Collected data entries
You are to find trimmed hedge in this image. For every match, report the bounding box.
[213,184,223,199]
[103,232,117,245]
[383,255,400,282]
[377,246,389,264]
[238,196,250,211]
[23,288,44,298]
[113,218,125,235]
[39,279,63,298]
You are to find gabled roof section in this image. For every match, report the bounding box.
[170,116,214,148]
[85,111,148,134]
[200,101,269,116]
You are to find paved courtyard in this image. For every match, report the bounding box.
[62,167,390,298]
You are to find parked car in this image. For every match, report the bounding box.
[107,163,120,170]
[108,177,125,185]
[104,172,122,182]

==

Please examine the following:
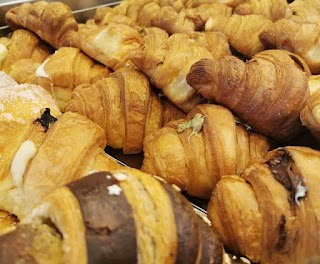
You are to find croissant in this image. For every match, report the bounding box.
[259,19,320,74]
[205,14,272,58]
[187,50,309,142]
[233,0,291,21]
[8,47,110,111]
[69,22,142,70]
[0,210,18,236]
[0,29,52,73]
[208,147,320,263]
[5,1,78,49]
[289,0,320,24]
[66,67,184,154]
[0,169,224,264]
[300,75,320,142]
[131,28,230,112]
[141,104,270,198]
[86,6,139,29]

* * *

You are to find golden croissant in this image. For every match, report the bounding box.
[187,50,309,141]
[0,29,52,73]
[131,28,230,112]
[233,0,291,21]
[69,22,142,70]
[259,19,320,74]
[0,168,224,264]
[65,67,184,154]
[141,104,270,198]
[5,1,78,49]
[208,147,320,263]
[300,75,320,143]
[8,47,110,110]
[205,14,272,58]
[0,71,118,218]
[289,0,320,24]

__WRITTEN PROBLEM__. Please give the lines above as a JSON list of strings, one string per line, starting at the line that contains "You are to find paved" and ending at the line that contains "[104,172,122,182]", both included. Leave out any blank lines.

__EXPECTED ANSWER__.
[
  "You are to find paved courtyard in this image. For every match, report the bounding box.",
  "[62,167,390,298]",
  "You are to find parked car in this image. For every match, report the bounding box.",
  "[107,163,120,170]",
  "[108,177,125,185]",
  "[104,172,122,182]"
]